▸ **DIRECTIONS FOR THIS TASK**: Each line of the listing below, from the very first to the one that contains "Target: white sail", is to be retyped exactly as it stands.

▸ **SOURCE RECORDS**:
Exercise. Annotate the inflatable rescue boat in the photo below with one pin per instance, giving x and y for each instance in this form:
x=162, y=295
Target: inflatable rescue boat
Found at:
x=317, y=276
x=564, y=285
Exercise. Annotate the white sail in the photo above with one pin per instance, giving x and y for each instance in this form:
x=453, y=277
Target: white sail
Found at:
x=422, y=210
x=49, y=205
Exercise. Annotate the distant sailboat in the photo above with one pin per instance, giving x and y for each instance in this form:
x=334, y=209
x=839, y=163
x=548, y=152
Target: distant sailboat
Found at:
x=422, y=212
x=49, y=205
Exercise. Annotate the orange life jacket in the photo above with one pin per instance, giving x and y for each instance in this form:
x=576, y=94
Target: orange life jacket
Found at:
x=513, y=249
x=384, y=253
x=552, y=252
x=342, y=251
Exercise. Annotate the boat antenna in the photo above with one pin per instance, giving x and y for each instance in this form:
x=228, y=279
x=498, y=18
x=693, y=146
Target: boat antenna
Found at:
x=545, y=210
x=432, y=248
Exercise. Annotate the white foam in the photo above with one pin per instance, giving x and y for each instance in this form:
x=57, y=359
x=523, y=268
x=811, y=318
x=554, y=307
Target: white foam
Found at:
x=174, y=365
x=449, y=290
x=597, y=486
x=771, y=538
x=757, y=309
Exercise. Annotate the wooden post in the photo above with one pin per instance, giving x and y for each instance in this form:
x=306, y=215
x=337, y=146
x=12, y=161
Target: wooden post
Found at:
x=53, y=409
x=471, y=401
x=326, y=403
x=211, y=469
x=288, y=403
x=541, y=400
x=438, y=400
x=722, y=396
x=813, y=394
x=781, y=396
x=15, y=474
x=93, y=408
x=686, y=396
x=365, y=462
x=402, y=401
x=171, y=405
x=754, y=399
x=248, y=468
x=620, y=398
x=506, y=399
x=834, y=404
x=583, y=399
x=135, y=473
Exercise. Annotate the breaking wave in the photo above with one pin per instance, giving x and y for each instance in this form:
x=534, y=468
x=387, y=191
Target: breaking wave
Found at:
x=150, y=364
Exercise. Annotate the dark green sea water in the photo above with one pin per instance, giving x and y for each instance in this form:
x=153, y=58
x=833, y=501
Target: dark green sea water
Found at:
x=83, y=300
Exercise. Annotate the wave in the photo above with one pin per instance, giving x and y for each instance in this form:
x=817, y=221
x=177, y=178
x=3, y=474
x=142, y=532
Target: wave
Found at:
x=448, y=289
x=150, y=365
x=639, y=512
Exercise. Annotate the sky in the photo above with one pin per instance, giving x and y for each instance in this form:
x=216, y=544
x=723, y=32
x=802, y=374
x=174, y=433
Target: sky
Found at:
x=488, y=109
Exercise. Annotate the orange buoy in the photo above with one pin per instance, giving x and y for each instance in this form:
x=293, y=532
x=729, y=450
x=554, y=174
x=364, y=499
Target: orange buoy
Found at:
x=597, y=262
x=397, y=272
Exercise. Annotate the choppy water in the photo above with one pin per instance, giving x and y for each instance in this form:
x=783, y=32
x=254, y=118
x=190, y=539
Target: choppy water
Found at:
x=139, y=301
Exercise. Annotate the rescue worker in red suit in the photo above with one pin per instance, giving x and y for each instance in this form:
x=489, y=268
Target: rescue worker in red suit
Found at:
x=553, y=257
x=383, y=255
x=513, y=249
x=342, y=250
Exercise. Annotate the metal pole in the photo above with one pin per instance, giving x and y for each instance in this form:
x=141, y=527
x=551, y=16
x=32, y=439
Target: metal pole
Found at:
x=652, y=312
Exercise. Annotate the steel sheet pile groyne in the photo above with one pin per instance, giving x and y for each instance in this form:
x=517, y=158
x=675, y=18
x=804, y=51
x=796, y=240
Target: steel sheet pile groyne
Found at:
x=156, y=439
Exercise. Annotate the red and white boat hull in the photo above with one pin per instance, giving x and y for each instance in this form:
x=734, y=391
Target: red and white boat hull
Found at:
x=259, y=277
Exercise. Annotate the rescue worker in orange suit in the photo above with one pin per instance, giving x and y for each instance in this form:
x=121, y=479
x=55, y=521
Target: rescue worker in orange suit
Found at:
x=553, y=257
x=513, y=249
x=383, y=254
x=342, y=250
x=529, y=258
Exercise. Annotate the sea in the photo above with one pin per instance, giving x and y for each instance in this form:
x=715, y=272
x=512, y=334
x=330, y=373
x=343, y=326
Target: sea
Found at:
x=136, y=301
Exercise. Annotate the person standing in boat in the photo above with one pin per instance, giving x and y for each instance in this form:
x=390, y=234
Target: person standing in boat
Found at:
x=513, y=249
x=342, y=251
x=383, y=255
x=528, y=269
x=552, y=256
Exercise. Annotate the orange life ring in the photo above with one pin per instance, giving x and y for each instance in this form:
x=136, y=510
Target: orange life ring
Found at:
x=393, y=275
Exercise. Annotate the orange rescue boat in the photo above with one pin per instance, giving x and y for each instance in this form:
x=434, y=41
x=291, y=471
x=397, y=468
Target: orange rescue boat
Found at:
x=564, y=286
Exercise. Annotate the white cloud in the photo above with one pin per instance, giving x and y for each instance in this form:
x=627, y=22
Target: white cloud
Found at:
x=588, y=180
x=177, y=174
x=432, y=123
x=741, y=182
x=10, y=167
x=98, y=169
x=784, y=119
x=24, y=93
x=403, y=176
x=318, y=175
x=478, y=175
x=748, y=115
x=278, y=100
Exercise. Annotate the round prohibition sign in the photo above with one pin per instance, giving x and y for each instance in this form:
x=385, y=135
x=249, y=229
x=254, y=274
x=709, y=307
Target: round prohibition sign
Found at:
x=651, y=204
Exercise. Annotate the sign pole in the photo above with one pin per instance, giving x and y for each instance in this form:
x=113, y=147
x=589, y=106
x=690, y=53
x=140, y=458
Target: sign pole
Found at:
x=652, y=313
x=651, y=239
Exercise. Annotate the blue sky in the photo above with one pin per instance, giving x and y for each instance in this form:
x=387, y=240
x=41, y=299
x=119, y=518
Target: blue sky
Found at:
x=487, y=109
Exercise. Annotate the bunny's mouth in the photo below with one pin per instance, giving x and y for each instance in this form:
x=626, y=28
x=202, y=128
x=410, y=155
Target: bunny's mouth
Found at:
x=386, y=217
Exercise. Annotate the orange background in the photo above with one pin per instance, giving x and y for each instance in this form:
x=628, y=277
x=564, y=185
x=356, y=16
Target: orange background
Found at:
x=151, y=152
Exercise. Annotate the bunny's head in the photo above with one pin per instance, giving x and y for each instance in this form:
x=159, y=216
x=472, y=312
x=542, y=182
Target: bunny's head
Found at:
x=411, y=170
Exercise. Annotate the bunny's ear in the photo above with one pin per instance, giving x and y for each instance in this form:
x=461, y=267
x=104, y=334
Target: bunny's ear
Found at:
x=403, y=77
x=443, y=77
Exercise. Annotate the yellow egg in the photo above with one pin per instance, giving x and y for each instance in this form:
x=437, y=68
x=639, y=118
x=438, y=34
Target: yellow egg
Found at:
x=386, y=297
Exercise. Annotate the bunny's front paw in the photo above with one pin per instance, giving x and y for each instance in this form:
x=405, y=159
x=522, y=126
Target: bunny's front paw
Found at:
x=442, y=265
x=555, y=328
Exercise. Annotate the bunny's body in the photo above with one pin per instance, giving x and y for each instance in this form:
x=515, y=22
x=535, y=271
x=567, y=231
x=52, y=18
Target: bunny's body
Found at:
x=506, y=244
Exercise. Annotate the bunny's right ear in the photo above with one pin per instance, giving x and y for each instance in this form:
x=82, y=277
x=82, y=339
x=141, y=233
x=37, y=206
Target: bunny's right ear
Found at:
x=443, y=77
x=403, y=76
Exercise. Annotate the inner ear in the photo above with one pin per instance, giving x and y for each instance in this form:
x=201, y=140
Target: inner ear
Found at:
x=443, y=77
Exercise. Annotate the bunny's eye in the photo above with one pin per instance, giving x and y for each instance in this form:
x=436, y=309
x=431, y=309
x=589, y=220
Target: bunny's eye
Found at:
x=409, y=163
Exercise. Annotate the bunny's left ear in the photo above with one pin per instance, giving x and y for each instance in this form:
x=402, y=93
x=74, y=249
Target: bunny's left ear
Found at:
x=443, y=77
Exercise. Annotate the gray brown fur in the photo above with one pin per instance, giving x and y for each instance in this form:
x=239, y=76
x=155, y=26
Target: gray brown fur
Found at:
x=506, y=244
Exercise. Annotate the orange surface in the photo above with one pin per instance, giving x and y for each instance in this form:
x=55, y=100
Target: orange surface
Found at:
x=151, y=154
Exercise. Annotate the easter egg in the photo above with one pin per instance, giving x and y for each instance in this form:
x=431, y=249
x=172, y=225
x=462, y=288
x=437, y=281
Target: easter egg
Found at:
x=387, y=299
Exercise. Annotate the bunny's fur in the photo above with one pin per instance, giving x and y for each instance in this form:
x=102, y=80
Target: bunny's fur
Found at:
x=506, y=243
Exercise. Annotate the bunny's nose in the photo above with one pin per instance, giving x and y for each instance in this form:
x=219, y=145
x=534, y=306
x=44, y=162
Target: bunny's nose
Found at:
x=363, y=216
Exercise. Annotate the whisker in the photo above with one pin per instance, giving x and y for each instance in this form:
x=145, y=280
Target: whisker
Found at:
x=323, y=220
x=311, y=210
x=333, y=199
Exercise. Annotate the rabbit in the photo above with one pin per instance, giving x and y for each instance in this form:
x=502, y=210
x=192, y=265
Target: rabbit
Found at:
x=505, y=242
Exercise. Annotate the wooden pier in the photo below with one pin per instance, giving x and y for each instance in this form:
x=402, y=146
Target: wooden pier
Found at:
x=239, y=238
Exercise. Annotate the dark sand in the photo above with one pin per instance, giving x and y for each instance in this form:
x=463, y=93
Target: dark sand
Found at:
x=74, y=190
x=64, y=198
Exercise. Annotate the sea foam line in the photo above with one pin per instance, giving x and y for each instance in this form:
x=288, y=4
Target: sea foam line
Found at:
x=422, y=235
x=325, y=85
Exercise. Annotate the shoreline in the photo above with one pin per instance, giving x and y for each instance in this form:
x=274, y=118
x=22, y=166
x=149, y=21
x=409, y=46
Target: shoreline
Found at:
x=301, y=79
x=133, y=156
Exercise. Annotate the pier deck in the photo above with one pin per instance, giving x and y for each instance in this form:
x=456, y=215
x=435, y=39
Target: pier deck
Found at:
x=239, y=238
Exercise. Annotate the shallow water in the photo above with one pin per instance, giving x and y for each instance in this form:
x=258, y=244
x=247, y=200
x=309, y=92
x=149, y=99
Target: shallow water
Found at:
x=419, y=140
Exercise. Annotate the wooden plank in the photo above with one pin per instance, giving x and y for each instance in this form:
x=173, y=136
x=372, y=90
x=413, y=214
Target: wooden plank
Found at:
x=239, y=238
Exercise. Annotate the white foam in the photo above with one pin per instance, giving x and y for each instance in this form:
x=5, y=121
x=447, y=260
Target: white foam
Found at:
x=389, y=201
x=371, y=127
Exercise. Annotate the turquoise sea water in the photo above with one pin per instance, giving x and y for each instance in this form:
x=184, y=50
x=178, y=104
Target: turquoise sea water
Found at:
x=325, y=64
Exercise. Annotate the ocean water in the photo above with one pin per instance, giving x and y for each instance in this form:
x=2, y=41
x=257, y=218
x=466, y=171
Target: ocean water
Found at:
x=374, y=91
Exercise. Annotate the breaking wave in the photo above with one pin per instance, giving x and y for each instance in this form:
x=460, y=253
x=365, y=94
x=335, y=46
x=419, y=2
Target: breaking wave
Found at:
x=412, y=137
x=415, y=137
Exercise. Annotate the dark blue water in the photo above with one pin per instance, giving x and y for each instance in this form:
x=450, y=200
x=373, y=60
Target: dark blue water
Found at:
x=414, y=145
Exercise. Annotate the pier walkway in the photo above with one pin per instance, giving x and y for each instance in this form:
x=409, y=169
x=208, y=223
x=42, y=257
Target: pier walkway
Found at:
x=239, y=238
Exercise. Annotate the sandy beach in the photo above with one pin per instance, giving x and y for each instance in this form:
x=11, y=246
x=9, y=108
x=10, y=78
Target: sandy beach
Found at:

▸ **YOUR SOLUTION**:
Exercise. Annotate the inflatable rescue boat in the photo below with one pin per instance, giving x and y for each instance in this form:
x=162, y=295
Target: inflatable rescue boat
Found at:
x=317, y=276
x=564, y=285
Exercise. Annotate the white sail in the photo above with one pin per instance, giving x and y for each instance in this form:
x=453, y=277
Target: white sail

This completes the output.